GOAL OF THE EXERCISE —
Copy out only the span from the line with "the truck bumper" to the end of the data, both ends kept, word for word.

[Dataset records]
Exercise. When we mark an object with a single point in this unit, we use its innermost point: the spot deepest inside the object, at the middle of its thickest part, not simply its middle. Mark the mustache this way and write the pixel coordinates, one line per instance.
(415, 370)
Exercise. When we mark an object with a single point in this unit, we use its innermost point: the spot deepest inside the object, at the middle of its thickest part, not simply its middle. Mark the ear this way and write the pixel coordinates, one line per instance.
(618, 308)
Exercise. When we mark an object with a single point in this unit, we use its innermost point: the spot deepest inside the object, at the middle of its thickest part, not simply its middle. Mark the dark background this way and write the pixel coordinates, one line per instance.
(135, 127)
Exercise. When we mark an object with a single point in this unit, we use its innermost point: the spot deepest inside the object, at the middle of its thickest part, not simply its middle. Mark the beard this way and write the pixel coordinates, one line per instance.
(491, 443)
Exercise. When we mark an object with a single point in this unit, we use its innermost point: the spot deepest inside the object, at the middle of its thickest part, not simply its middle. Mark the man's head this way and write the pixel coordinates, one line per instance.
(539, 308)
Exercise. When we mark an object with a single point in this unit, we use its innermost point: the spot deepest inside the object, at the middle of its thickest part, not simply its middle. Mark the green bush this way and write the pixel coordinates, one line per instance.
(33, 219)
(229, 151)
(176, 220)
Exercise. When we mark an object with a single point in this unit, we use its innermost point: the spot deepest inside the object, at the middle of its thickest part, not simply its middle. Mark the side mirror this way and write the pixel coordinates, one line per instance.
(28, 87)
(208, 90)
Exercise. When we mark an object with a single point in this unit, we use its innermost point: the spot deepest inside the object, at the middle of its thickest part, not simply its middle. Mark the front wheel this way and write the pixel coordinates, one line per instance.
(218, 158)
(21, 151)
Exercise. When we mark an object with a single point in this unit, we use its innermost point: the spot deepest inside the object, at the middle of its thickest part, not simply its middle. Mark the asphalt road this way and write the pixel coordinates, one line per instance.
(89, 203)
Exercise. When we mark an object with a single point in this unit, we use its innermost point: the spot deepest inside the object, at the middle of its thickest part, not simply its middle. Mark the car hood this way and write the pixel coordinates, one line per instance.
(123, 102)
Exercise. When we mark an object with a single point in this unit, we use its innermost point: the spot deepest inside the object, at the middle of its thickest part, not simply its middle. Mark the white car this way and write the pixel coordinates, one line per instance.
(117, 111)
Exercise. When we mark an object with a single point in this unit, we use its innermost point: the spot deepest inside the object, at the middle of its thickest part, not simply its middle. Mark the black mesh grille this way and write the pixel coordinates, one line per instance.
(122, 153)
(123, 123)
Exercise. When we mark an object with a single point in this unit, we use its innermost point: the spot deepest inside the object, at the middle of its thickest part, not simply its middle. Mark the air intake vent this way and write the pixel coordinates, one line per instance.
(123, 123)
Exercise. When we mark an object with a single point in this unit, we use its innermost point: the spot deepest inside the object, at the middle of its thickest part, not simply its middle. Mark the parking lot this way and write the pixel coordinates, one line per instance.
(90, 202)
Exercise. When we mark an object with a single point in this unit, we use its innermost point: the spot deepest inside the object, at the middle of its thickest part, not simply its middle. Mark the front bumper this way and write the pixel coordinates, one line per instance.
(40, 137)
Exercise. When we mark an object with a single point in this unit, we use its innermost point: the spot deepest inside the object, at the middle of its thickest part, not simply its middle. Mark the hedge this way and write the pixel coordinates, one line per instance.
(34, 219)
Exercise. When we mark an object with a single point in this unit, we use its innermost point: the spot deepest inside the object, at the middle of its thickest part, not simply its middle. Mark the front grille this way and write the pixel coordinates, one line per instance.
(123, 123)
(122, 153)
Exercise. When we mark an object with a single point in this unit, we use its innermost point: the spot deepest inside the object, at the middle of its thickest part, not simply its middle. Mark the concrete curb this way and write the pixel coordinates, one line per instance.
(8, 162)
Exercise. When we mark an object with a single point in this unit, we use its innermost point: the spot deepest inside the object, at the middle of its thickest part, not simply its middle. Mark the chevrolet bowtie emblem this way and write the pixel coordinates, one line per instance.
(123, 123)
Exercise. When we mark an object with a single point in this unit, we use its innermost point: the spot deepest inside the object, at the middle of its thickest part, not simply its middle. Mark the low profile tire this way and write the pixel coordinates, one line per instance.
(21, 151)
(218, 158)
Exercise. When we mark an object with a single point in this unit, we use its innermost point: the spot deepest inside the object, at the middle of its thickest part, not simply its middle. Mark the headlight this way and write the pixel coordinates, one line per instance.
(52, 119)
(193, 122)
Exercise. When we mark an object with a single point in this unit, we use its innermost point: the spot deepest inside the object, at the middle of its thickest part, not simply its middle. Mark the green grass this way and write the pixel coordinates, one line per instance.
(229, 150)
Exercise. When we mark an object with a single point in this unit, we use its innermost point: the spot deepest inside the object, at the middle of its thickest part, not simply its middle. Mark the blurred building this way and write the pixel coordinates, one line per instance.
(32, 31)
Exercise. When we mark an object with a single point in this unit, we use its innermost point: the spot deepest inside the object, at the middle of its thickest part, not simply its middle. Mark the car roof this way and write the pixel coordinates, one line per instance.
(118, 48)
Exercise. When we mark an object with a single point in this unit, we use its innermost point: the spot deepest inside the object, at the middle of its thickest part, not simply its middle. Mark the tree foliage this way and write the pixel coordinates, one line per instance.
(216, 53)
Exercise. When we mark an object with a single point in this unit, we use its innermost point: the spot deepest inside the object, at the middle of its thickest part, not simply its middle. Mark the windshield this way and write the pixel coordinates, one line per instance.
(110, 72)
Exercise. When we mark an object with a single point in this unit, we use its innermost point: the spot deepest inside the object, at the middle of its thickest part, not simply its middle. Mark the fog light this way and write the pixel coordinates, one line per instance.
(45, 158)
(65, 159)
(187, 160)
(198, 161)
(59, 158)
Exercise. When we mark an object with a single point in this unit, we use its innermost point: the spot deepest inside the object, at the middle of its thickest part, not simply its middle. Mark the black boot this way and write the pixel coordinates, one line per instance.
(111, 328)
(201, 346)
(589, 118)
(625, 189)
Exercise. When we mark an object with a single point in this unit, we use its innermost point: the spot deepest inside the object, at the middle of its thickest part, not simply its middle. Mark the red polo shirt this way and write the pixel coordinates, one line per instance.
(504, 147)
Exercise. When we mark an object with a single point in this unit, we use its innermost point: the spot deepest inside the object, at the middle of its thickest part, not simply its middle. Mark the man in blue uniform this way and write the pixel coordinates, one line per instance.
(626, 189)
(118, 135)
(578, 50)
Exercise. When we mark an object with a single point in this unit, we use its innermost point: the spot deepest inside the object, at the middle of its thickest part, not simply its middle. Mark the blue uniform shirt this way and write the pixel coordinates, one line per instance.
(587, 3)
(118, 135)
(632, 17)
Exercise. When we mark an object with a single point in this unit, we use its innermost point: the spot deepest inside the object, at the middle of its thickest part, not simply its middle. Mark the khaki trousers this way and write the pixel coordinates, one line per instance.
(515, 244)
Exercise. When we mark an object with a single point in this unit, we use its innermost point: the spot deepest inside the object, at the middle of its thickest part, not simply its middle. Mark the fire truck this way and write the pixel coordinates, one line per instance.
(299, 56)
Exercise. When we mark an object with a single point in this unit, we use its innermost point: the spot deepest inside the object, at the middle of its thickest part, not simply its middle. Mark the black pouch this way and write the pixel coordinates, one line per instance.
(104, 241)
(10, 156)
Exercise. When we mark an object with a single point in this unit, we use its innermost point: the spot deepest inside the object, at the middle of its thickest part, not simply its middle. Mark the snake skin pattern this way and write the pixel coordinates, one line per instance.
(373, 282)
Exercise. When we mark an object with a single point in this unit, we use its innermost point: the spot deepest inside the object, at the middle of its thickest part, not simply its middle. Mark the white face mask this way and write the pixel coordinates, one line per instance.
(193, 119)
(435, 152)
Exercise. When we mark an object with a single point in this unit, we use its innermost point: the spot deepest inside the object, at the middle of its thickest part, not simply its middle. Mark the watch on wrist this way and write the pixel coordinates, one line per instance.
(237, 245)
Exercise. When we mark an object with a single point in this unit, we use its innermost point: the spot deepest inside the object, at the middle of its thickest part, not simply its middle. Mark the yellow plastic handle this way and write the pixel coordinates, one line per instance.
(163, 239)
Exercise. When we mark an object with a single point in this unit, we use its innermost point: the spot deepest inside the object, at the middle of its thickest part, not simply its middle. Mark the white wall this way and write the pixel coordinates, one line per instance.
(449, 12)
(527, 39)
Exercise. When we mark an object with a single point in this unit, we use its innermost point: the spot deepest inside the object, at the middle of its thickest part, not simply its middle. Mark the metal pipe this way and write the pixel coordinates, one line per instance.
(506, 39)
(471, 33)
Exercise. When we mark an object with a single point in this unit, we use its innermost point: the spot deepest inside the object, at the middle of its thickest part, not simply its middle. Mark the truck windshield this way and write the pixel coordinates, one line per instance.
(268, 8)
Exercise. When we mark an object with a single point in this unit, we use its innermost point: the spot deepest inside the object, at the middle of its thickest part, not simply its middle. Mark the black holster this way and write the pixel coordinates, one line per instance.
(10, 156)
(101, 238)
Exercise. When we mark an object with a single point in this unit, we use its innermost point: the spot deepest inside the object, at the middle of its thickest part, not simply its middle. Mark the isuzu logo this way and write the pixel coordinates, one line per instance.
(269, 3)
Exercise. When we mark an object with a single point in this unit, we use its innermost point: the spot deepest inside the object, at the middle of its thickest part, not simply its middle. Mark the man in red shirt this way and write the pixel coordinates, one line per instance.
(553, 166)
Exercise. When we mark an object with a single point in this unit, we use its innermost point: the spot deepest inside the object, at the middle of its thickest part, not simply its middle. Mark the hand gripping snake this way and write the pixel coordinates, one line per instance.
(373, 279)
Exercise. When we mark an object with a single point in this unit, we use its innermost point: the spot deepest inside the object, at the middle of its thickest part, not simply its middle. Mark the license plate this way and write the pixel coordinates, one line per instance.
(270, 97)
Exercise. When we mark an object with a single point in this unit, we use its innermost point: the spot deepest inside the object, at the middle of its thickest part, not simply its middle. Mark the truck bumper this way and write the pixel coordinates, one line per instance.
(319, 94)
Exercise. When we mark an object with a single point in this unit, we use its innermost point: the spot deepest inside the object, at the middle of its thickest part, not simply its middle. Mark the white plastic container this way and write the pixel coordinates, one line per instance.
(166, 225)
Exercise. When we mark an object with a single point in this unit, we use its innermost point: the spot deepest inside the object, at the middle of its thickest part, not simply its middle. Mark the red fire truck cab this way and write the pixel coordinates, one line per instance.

ANSWER BELOW —
Exercise. When we mark an object with a single point in this unit, we use its innermost point: the spot deepest inside the object, at the middle of its thickest part, not simply its middle. Mark the truck bumper this way and write the pixel coordinates, one line per instance.
(319, 94)
Exercise. When we mark an object with a single point in this unit, we use its innermost point: the spot deepest inside the object, at the middle of its thickest part, not simply its middle. Mark the white plastic container this way and write the pixel coordinates, one line per instance.
(166, 225)
Exercise. When we mark an object with a single point in this unit, we use its innermost point: the spot deepest inside the object, at the middle of its thickest part, not simply its middle. Mark the red fire truck cab this way and write the pixel coordinates, one line per instance.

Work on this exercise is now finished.